(Beginning of GIVEN RECORDS)

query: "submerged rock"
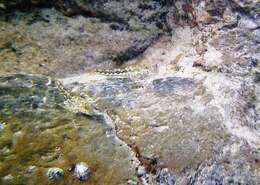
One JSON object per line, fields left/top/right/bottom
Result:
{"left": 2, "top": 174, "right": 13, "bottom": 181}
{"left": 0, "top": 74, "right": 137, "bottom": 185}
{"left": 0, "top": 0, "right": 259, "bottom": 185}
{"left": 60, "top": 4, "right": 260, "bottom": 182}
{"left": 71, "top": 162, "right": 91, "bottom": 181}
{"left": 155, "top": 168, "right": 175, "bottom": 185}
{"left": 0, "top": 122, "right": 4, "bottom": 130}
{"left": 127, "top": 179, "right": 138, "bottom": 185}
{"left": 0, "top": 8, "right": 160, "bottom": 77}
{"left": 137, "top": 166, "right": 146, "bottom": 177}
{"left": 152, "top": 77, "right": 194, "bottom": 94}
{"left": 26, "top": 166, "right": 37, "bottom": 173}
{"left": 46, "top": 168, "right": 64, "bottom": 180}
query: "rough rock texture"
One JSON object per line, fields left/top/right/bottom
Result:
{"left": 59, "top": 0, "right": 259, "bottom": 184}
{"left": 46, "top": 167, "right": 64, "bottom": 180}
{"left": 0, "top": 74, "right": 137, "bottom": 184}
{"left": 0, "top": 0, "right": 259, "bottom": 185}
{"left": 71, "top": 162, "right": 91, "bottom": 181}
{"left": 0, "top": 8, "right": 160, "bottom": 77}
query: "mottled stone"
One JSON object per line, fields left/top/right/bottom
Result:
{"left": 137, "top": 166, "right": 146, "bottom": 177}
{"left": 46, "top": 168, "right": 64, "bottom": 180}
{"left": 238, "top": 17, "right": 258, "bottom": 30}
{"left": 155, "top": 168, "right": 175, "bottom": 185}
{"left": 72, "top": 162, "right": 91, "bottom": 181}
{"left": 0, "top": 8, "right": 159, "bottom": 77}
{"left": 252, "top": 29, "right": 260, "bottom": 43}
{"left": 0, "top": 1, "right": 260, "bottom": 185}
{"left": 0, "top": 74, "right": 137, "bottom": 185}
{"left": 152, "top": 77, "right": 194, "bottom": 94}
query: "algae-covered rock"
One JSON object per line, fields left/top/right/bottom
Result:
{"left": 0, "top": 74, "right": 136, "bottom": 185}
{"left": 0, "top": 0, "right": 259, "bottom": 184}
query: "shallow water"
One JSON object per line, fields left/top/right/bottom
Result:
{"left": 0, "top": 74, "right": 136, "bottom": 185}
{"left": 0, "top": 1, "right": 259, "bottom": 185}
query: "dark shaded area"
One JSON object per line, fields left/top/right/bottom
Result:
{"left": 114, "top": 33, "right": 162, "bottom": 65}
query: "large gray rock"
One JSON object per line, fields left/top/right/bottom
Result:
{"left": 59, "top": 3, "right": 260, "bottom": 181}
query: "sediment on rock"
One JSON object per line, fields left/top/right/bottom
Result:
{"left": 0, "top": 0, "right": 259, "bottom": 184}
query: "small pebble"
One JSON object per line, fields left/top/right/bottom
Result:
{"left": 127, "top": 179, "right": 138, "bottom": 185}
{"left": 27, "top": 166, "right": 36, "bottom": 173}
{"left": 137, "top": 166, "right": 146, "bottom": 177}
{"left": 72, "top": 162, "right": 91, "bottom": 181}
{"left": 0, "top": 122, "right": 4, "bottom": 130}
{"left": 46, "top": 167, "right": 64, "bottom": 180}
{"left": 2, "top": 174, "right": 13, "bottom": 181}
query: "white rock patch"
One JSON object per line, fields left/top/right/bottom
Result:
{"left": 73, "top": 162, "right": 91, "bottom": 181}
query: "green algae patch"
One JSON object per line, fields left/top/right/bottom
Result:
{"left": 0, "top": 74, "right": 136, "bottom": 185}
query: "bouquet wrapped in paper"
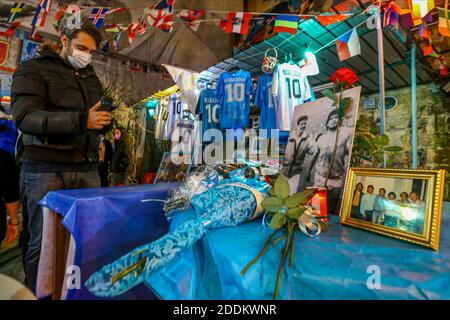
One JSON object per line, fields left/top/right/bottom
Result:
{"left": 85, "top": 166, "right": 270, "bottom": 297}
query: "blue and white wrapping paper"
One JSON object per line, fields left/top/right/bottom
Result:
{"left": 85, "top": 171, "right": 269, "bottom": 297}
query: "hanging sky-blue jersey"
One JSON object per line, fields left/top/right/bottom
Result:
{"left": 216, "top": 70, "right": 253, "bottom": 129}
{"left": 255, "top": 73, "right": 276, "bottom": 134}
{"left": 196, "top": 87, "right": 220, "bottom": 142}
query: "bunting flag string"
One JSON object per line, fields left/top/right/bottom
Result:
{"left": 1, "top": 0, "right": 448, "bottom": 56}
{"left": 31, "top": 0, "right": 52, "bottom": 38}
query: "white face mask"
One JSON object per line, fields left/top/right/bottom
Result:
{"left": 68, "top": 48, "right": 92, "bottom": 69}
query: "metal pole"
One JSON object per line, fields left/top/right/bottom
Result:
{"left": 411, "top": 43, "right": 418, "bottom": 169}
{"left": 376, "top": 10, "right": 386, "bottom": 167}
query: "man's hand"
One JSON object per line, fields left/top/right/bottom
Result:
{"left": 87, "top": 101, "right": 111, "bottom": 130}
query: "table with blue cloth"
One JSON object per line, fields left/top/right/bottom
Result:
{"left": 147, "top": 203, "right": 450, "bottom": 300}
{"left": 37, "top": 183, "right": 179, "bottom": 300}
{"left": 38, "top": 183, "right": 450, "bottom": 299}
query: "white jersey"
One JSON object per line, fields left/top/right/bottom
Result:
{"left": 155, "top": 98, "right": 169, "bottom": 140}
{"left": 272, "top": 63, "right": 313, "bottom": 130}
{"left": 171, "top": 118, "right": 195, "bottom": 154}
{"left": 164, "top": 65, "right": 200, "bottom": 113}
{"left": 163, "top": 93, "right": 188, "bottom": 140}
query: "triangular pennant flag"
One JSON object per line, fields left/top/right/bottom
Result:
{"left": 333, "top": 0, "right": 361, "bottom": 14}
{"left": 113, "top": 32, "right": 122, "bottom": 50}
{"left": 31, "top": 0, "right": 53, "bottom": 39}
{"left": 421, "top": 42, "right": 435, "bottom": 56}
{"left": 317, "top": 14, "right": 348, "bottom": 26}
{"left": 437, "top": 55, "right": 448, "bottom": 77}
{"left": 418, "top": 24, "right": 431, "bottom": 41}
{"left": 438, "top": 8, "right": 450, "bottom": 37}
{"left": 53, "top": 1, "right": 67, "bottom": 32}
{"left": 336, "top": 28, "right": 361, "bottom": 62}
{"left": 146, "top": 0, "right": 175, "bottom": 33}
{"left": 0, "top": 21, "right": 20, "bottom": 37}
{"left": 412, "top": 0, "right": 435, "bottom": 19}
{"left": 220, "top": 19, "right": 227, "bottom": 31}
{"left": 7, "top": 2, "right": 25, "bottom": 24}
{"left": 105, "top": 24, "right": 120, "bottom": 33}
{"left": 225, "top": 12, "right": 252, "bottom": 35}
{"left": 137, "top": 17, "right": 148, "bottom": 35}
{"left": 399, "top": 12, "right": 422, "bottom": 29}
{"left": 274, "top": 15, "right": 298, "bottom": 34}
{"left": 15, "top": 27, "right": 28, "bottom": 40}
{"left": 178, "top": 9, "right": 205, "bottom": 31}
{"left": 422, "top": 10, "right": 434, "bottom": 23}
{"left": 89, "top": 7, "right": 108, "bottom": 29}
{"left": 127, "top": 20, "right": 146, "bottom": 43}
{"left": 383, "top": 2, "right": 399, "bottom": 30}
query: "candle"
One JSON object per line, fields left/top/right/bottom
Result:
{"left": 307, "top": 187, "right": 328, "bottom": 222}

(End of GIVEN RECORDS)
(Beginning of GIVEN RECORDS)

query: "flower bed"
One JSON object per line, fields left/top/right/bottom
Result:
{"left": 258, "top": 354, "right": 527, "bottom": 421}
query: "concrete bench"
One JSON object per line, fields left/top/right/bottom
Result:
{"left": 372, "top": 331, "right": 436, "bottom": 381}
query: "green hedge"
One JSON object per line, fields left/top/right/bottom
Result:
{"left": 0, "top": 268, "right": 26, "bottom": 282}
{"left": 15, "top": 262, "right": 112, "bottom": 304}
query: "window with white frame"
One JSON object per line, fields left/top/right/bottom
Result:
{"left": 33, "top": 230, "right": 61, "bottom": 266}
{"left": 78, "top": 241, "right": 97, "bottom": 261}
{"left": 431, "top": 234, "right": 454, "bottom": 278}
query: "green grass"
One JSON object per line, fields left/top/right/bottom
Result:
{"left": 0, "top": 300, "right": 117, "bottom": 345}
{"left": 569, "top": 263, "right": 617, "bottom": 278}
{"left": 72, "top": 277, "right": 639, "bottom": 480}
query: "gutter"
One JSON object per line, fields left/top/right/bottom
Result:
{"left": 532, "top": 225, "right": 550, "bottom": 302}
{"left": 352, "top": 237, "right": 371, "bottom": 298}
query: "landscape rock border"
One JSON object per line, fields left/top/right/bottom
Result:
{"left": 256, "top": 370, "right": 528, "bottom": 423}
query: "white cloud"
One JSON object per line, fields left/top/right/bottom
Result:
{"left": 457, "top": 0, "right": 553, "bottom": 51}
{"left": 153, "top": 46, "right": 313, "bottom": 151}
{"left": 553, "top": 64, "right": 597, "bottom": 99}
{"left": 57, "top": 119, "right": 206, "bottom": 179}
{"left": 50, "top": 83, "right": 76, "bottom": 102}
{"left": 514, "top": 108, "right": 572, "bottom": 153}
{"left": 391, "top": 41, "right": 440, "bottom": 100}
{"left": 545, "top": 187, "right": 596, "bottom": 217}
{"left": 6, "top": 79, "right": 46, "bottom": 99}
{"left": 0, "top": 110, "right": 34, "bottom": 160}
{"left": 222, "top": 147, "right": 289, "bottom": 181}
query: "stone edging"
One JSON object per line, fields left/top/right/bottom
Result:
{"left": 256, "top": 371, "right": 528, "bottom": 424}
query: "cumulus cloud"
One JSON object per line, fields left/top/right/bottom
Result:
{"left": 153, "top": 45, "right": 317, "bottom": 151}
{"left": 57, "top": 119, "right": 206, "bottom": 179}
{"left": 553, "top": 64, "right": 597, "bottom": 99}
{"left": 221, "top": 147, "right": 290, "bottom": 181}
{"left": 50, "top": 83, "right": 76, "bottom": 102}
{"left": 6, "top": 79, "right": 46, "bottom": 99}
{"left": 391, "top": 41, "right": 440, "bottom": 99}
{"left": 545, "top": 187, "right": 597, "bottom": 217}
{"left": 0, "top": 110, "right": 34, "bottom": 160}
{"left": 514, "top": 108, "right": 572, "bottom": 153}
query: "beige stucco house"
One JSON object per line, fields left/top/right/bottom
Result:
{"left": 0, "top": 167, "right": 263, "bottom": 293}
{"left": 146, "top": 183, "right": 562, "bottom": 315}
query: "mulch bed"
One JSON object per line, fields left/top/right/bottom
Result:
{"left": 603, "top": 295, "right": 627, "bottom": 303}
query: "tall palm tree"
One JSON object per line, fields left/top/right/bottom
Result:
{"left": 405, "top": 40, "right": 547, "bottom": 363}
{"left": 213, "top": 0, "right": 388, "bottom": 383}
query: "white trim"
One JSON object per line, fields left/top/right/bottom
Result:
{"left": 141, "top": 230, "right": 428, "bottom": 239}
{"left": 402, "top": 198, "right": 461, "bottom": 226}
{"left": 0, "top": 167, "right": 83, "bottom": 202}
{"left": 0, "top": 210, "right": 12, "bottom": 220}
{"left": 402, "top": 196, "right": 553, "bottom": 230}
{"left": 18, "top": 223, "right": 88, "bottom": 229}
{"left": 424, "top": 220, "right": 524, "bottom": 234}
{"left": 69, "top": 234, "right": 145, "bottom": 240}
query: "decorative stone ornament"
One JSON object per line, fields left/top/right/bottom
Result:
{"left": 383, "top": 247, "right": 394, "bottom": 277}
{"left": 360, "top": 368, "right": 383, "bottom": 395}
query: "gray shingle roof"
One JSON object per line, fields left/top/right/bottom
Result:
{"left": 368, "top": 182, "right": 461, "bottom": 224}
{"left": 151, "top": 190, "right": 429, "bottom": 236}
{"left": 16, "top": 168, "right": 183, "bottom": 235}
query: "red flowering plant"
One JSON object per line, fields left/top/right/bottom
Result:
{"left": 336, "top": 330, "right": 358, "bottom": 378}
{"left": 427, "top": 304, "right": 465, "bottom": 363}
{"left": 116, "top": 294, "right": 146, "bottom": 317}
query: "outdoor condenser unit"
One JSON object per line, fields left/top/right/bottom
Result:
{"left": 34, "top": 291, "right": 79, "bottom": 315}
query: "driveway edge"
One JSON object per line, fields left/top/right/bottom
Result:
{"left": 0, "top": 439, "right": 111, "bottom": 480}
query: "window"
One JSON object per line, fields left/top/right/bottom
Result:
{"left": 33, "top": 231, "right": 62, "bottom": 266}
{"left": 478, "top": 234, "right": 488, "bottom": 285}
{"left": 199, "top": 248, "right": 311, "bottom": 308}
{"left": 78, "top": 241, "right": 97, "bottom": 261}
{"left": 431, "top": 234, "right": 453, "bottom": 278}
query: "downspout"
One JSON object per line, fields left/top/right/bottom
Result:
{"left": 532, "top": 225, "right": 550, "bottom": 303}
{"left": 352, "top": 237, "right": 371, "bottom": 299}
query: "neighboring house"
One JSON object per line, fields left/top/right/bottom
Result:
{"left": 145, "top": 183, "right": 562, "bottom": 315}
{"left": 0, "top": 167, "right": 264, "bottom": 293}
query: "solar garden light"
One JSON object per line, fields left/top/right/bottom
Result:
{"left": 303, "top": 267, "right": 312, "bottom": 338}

(End of GIVEN RECORDS)

PROBLEM STATEMENT
For the word "blue", state how many lines of the entries contain it, with nothing else.

ANSWER TO THIS TASK
3